Data listing:
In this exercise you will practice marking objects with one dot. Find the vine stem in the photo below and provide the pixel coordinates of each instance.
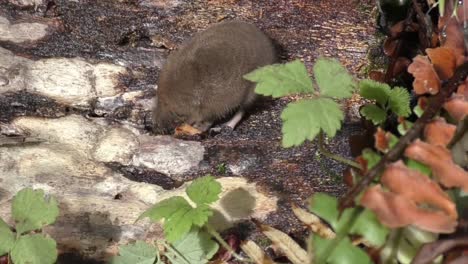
(395, 153)
(223, 243)
(336, 157)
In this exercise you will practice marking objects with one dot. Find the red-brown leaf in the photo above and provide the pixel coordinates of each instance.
(457, 107)
(395, 211)
(425, 77)
(443, 61)
(417, 187)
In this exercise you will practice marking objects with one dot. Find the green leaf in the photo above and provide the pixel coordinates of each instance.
(204, 190)
(281, 79)
(343, 253)
(373, 90)
(34, 249)
(374, 113)
(369, 227)
(392, 141)
(137, 253)
(399, 101)
(333, 79)
(7, 238)
(179, 216)
(32, 210)
(365, 223)
(304, 119)
(404, 127)
(416, 165)
(196, 247)
(371, 157)
(418, 111)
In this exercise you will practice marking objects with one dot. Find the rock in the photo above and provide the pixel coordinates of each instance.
(26, 3)
(73, 81)
(71, 132)
(69, 81)
(169, 155)
(117, 145)
(98, 206)
(21, 32)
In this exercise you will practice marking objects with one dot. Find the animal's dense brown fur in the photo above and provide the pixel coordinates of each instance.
(202, 81)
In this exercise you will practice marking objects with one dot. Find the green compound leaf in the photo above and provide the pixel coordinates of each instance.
(418, 111)
(7, 238)
(399, 101)
(353, 220)
(204, 190)
(373, 90)
(368, 226)
(34, 249)
(32, 210)
(137, 253)
(304, 119)
(374, 113)
(179, 216)
(343, 253)
(333, 79)
(281, 79)
(196, 247)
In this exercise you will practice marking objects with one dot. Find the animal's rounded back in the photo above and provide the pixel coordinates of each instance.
(202, 81)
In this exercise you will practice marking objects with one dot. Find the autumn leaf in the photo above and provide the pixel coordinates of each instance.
(426, 79)
(457, 107)
(417, 187)
(443, 61)
(453, 37)
(411, 194)
(439, 132)
(386, 204)
(439, 159)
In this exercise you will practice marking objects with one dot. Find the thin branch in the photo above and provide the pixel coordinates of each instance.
(395, 153)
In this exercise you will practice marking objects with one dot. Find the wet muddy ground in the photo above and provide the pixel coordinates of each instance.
(139, 34)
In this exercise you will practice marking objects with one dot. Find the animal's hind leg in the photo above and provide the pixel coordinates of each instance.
(235, 119)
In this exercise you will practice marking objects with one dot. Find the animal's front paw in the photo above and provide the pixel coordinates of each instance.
(222, 129)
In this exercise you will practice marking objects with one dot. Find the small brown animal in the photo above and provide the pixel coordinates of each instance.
(202, 81)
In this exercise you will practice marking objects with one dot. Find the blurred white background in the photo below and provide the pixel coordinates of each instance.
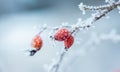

__Aim__
Rewrite every one of the records above, substituting "x-y positions" for each "pixel coordinates" and keeping everything else the same. Omit the pictures.

__Output for this task__
In this exercise you will practice marking objects with one dot. Find the vine stem in the photo below and provide the x-y positions of each instance.
(395, 153)
(223, 243)
(336, 157)
In this exercise you will practice marking objects with one dot. Find the red-brown leaf in the photo above and provide the x-y positions of each instance.
(457, 107)
(395, 211)
(425, 77)
(443, 61)
(417, 187)
In this exercise you will practice marking objects with one dot. Find the green leaf in the photo above and provide the x-y positions of each instance.
(204, 190)
(281, 79)
(343, 253)
(373, 90)
(34, 249)
(374, 113)
(369, 227)
(392, 141)
(137, 253)
(399, 101)
(333, 79)
(7, 238)
(179, 216)
(32, 210)
(365, 223)
(304, 119)
(404, 127)
(416, 165)
(196, 247)
(371, 157)
(418, 111)
In this exercise you will practice marking objects with one dot. Find the rock in the photo above and provide the x-y positions of each instance.
(26, 3)
(73, 81)
(71, 132)
(69, 81)
(169, 155)
(117, 145)
(98, 206)
(21, 32)
In this exercise you will practice marking objects with one dot. Find the animal's dense brown fur in the photo above and provide the x-y positions of each instance.
(202, 81)
In this exercise you will practice marking objects with one dot. Find the green compound leaf in the photo above and provide the x-y positions of each instance.
(418, 111)
(7, 238)
(399, 101)
(353, 220)
(204, 190)
(373, 90)
(368, 226)
(34, 249)
(32, 210)
(137, 253)
(304, 119)
(374, 113)
(179, 216)
(343, 253)
(333, 79)
(281, 79)
(196, 247)
In this exercise you will practice marking objects with one dot. Find the animal's rounded back in the photo above and provide the x-y positions of each instance.
(202, 81)
In this exercise you will practice marking objects with one dot. Find the autumn leaf in the photo above and provide the x-y positions of each instance.
(426, 79)
(457, 107)
(417, 187)
(443, 61)
(453, 37)
(411, 194)
(439, 132)
(386, 204)
(439, 159)
In this exercise you will practice marking objects with one dot. Find the thin branch in the photo above and provide the x-y positions of each instance.
(395, 153)
In this exercise you will practice marking objects with one dot. Find the wet muddy ground in the photo above and provide the x-y positions of each instance.
(139, 34)
In this exercise you will practice marking objects with one dot. Find the animal's hind leg in the photo above and provide the x-y positions of each instance.
(235, 119)
In this exercise you will practice marking objects with one dot. Find the animal's front paw in the photo above and provide the x-y positions of each instance.
(222, 129)
In this exercise you will practice marking objects with one dot. Find the small brown animal in the photo above and provide the x-y positions of each instance.
(202, 81)
In this exercise you will practice marking objects with one dot. Find the blurred white background in the photo below and provide the x-y positions of each instance.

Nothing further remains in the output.